Task to carry out | Leave out the pictures and restate the rest of the data exactly.

Data provided |
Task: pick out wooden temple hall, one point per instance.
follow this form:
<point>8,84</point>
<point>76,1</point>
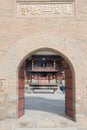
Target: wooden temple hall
<point>44,70</point>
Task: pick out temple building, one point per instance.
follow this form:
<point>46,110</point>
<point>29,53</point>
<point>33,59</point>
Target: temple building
<point>43,42</point>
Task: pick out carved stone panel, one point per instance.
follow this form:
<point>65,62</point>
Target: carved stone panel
<point>45,9</point>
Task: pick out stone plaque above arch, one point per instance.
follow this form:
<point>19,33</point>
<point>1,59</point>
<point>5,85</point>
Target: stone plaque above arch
<point>58,8</point>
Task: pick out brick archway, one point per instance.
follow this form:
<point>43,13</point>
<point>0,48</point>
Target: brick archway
<point>26,46</point>
<point>69,91</point>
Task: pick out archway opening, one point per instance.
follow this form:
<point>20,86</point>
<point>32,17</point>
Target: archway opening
<point>46,71</point>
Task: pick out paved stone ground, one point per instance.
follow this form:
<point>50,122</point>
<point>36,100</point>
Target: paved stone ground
<point>47,110</point>
<point>44,110</point>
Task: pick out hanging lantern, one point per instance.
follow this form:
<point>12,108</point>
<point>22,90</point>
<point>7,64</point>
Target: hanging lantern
<point>62,61</point>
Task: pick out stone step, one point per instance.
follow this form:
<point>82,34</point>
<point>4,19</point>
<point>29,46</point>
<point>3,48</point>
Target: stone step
<point>67,128</point>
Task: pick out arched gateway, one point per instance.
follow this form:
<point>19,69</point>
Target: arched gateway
<point>69,79</point>
<point>11,70</point>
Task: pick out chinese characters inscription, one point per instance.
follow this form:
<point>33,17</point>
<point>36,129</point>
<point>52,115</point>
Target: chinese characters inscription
<point>36,10</point>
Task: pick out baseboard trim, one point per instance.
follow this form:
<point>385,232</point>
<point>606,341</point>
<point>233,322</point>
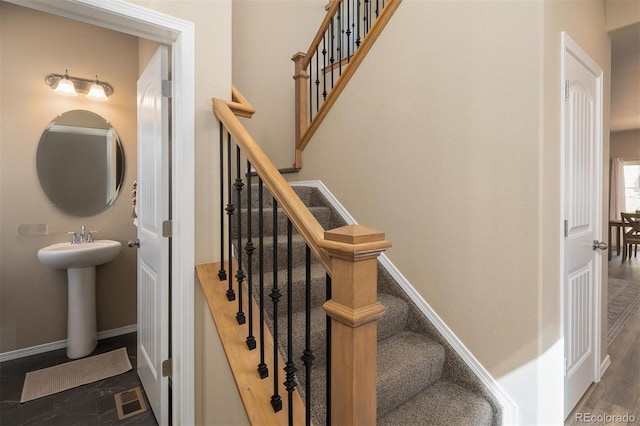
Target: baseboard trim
<point>509,407</point>
<point>60,344</point>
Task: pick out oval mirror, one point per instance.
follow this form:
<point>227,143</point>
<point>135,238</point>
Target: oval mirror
<point>80,163</point>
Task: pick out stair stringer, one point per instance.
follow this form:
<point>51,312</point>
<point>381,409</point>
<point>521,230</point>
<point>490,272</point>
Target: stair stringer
<point>470,372</point>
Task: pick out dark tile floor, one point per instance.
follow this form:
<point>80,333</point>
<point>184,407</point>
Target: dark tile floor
<point>87,405</point>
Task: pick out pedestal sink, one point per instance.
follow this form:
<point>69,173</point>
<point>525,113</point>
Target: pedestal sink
<point>80,261</point>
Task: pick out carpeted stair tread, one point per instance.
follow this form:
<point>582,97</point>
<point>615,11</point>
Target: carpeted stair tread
<point>407,363</point>
<point>298,283</point>
<point>410,385</point>
<point>442,404</point>
<point>392,322</point>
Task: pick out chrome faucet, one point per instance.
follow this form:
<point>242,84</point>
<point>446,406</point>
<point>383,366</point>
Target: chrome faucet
<point>84,237</point>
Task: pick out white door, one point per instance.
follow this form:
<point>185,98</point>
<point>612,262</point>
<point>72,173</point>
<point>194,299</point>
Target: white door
<point>582,214</point>
<point>153,253</point>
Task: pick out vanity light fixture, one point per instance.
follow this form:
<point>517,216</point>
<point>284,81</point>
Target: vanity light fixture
<point>70,86</point>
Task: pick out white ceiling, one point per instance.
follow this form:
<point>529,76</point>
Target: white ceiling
<point>625,78</point>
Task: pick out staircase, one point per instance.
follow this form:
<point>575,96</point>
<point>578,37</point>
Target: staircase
<point>420,379</point>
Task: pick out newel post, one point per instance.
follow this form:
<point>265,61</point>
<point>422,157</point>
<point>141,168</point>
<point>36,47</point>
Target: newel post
<point>300,76</point>
<point>354,309</point>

Answer to the exercise |
Task: pick out wooden temple hall, one point per instance.
follow this form:
<point>8,84</point>
<point>76,1</point>
Target: wooden temple hall
<point>44,70</point>
Task: pick out temple building, one point per instance.
follow this form:
<point>46,110</point>
<point>29,53</point>
<point>33,59</point>
Target: temple building
<point>43,42</point>
Task: pick out carved stone panel, one point per instance.
follow this form:
<point>65,62</point>
Target: carved stone panel
<point>45,9</point>
Task: pick out stone plaque above arch, one point per instance.
follow this form:
<point>19,33</point>
<point>1,59</point>
<point>5,85</point>
Target: stone plaque above arch
<point>58,8</point>
Task: pick out brick archway, one point per instance.
follow this form:
<point>43,13</point>
<point>0,48</point>
Target: brick archway
<point>26,46</point>
<point>69,91</point>
Task: pick out archway opening, one point per instance.
follow this form:
<point>20,86</point>
<point>32,17</point>
Target: archway opening
<point>46,71</point>
Task: pick out paved stone ground, one point per instance.
follow this form:
<point>50,122</point>
<point>36,100</point>
Target: paved stone ground
<point>47,110</point>
<point>44,110</point>
Task: pick out hanging lantern, one point per instance.
follow this form:
<point>12,108</point>
<point>22,90</point>
<point>7,64</point>
Target: hanging lantern
<point>62,61</point>
Task: pick out stone step, one point per instance.
follow this form:
<point>82,34</point>
<point>4,19</point>
<point>29,46</point>
<point>3,48</point>
Target: stone step
<point>67,128</point>
Task: pick out arched gateway, one point per instance.
follow this form:
<point>19,69</point>
Target: arched gateway
<point>69,79</point>
<point>11,70</point>
Task: pick out chinese characters inscription, one point per instance.
follow this form:
<point>33,17</point>
<point>36,129</point>
<point>52,115</point>
Target: chinese characters inscription
<point>36,10</point>
Task: pick out baseboard trim, one point per instance.
follow this form:
<point>385,232</point>
<point>606,341</point>
<point>233,322</point>
Target: baseboard trim
<point>509,407</point>
<point>60,344</point>
Task: pick out oval mirror, one point per instance.
follow this form:
<point>227,143</point>
<point>135,238</point>
Target: oval mirror
<point>80,163</point>
Task: pick out stair stringer, one point per instance.
follow this form:
<point>51,312</point>
<point>381,409</point>
<point>521,230</point>
<point>490,272</point>
Target: stair stringer
<point>470,372</point>
Task: pick out dark tile floor, one point per instance.
follow this form:
<point>80,333</point>
<point>184,407</point>
Target: dark tile floor
<point>87,405</point>
Task: pick out pedestal sink, one point per instance.
follow this form:
<point>69,173</point>
<point>525,113</point>
Target: pedestal sink
<point>80,261</point>
Task: pick out carpeted stair tread, one point per instance.
follow this form:
<point>582,97</point>
<point>615,11</point>
Target: carpeted stair tread
<point>407,363</point>
<point>298,283</point>
<point>410,385</point>
<point>442,404</point>
<point>392,322</point>
Task: pick out chrome faucet, one point per instance.
follow this form:
<point>242,84</point>
<point>446,406</point>
<point>383,366</point>
Target: chrome faucet
<point>84,237</point>
Task: pick out white door, one point per instance.
follow this form:
<point>185,98</point>
<point>612,262</point>
<point>72,173</point>
<point>194,299</point>
Target: white door
<point>582,214</point>
<point>153,253</point>
Task: pick out vanity light fixture, one point per instance.
follow this form:
<point>517,216</point>
<point>284,81</point>
Target: vanity light fixture
<point>70,86</point>
Task: pick out white ceiling, one point per instance.
follow this form:
<point>529,76</point>
Target: white ceiling
<point>625,78</point>
Task: pick out staircase, one point per instance.
follow this form:
<point>575,96</point>
<point>578,37</point>
Target: staircase
<point>420,379</point>
Task: pick out newel post, one point per instance.
follow this form:
<point>265,61</point>
<point>422,157</point>
<point>141,168</point>
<point>36,47</point>
Target: newel post
<point>300,76</point>
<point>354,309</point>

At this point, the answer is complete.